--- STUDY TEXT ---

= Aerius of Sebaste =

4th-century presbyter

Aerius of Pontus (also Aërius, Aëris) was a 4th-century presbyter of Sebaste in Pontus. He taught doctrines that were in opposition to 4th-5th century Christian beliefs. His views are known from St Epiphanius's Panarion in which he was accused of being an Arian. For a short period, he had many followers in Sebaste. He failed to make his teachings widely popular and his sect died out soon after his death. Aerius of Sebaste is sometimes seen as an early proto-protestant, along with Jovinian, Helvidius and Vigiliantius.

==Life and teachings==
Aerius was a priest and a friend and fellow ascetic of Eustathius of Sebaste. Eustathius became bishop of Sebaste in the year 355 and would later ordain Aerius and put him in charge of the hospital in Sebaste. Aerius fell out with Eustathius, due to the bishop having deserted ascetic practices. Aerius opposed superiority of bishops over priests.
Aerius soon began to teach new doctrines, insisting that there was no sacred character distinguishing bishop or priest from laymen, that the observance of the feast of Easter was a Jewish superstition, and that it was wrong to prescribe fasts or abstinences by law, and useless to pray for the dead. His followers, known as Aerians, fasted on Sundays and would not do so on the appointed fast-days, even during Holy Week.

--- DATASET RECORDS ---

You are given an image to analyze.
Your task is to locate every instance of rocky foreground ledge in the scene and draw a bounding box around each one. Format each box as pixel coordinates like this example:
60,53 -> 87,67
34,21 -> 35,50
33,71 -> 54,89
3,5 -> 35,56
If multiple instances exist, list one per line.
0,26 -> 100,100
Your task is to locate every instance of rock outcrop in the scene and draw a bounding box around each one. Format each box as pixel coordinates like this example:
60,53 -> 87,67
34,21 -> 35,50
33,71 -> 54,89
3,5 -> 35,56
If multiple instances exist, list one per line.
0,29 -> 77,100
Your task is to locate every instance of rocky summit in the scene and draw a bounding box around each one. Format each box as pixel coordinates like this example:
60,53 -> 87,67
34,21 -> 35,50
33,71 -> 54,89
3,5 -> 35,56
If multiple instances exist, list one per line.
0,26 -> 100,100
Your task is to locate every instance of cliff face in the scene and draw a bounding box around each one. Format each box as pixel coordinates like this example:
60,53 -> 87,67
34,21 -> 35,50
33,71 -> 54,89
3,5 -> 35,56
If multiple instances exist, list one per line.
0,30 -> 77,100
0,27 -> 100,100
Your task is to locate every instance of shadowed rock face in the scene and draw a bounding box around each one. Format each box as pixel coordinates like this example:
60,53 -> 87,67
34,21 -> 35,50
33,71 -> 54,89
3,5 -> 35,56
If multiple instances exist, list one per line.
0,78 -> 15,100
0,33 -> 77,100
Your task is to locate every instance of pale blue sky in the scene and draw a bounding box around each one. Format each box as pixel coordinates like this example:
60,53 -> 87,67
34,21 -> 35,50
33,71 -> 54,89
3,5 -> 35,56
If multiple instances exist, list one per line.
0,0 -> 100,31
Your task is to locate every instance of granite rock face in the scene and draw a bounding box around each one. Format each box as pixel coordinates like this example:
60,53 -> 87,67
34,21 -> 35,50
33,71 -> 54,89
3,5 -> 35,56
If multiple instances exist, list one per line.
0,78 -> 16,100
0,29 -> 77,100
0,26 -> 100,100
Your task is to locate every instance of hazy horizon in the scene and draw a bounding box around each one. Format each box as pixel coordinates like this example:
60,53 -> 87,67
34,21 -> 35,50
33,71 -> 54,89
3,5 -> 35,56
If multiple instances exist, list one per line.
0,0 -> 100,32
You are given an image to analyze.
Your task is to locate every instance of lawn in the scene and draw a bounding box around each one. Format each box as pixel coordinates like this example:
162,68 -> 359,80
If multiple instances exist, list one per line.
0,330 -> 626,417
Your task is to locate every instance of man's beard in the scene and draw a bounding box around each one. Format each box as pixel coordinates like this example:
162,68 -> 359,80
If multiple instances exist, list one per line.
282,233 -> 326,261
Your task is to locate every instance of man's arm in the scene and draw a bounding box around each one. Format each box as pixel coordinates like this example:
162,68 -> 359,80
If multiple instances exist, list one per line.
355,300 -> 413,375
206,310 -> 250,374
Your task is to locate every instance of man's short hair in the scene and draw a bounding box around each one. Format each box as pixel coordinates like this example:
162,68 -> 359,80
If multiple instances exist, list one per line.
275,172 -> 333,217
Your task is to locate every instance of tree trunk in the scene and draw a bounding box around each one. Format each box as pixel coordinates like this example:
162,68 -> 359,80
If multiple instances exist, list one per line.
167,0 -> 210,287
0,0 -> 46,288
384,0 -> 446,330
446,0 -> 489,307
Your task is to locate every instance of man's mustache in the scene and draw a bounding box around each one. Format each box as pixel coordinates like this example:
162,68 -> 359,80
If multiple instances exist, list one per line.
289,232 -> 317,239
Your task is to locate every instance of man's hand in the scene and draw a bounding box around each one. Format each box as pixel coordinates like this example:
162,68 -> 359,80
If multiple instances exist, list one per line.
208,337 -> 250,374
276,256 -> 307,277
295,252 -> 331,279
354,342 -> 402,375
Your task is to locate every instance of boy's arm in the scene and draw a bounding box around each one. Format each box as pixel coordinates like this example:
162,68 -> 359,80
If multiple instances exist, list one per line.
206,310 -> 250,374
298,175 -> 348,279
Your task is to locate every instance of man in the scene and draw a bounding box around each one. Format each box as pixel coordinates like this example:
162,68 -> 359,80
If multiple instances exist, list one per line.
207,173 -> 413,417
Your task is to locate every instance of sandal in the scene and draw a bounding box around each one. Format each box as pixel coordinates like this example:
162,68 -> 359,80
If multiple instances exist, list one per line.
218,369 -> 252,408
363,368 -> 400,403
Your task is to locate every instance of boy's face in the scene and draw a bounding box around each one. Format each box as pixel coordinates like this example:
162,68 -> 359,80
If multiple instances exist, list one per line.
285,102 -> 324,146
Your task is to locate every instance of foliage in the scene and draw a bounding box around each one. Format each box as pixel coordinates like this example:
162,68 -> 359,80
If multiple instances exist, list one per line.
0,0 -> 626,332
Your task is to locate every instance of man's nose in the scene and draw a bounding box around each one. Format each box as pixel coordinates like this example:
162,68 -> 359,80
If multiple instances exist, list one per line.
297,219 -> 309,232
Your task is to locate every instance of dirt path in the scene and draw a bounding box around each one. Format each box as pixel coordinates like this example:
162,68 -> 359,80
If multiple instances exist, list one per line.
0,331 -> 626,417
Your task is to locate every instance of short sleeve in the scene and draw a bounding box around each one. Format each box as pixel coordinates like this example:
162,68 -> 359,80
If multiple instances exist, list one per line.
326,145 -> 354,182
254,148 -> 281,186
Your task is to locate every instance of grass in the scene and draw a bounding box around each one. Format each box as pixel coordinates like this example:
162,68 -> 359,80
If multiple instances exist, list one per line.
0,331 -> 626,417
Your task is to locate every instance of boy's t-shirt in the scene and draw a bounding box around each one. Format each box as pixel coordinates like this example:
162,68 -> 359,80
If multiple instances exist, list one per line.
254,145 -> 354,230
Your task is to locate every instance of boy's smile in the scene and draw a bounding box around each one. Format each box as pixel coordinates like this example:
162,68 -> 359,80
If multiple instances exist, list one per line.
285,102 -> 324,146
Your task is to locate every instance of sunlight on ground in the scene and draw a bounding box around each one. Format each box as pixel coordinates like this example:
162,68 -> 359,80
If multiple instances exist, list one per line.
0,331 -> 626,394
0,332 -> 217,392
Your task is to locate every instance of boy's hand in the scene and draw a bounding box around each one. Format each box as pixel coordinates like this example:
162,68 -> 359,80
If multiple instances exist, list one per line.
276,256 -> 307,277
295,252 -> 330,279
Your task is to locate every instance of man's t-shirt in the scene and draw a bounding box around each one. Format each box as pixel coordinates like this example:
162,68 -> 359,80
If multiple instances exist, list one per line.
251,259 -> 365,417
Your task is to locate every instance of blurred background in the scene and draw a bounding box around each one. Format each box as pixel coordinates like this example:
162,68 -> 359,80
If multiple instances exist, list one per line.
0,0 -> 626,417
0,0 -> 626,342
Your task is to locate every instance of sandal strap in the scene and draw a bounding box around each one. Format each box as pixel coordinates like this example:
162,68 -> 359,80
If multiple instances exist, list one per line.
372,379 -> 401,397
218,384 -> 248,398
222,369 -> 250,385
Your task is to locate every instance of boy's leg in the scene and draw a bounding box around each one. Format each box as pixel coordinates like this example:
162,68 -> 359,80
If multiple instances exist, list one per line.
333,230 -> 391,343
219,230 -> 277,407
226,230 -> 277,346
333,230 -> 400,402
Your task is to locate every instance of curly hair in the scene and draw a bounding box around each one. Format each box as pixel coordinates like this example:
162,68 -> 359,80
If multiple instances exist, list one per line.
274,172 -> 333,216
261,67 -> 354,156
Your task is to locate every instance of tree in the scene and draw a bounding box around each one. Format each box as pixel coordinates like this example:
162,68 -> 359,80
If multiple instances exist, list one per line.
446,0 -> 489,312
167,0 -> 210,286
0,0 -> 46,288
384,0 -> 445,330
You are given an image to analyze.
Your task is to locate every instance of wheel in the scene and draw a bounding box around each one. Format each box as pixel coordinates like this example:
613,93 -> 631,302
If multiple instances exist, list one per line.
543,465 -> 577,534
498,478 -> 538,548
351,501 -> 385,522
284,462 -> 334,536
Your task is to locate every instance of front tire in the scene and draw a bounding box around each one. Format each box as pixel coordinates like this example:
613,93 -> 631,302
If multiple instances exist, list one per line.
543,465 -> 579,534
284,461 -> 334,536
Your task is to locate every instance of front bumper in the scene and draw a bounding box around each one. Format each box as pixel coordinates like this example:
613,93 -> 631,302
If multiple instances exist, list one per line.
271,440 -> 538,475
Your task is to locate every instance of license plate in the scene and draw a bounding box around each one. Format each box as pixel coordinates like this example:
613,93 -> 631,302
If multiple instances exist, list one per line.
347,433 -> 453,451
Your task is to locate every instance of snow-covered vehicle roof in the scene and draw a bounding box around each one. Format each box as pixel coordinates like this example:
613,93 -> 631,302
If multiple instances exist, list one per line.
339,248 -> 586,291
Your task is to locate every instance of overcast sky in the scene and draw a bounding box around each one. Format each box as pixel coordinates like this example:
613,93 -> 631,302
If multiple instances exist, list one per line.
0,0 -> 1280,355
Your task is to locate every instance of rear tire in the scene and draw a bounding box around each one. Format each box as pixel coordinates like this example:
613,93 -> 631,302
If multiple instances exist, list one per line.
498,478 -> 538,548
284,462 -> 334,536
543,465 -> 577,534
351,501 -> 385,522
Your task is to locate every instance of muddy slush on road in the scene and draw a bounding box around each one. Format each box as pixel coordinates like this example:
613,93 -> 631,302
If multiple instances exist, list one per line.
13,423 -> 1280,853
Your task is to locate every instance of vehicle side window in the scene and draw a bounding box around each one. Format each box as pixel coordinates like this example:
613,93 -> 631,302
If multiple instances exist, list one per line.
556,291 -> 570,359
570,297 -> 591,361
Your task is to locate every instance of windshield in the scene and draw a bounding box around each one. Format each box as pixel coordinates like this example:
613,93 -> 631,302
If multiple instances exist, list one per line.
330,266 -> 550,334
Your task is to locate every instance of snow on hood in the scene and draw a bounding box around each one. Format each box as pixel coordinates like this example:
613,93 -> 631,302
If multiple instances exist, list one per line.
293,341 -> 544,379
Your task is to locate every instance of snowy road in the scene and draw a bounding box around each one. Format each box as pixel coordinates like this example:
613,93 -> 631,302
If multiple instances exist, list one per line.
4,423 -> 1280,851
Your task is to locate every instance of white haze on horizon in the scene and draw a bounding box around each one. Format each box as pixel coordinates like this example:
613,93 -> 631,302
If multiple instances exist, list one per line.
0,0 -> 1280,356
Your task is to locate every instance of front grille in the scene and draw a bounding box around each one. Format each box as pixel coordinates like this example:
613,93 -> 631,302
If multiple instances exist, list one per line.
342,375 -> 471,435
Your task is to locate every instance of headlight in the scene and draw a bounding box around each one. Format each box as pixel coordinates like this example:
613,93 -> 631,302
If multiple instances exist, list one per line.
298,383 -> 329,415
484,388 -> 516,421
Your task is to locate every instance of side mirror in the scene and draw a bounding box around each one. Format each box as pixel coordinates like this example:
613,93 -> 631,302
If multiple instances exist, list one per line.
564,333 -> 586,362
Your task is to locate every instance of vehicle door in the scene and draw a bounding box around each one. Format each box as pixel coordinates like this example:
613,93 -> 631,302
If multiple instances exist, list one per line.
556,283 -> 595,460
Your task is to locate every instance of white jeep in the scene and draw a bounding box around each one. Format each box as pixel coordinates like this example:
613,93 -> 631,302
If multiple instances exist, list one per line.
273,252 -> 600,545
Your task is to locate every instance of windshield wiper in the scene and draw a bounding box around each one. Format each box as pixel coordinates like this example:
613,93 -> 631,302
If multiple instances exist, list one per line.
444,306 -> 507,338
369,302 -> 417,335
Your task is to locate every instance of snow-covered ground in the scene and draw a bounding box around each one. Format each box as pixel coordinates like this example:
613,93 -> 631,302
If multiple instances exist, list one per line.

---

TASK ITEM: Can you continue the article on Aerius of Sebaste from the point where it stops?

EXERCISE OUTPUT:
For a time, he had many followers in Sebaste, but he could not make his teachings widely popular. The Aerians, who followed his teachings, may have been Arians as well. Epiphanius of Salamis believed they were. In his best-known book Panarion, he attacked the Aerians and their founder. Written between 374 and 377, the work was a handbook for dealing with heretics. The author listed 80 heretical doctrines, some of which, like the teachings of Aerius, are not described in any other surviving documents from the time.

==Legacy==
Some sources, including The Oxford Dictionary of the Christian Church, feel that Aerius received more attention than he was due from scholars such as St Robert Bellarmine and 17th century Anglican writers, "seeing how his sect died out soon after his death." His movement is considered important by some Protestants. However, extant evidence shows how strongly some Christians of his day were opposed to the teaching of Aerius.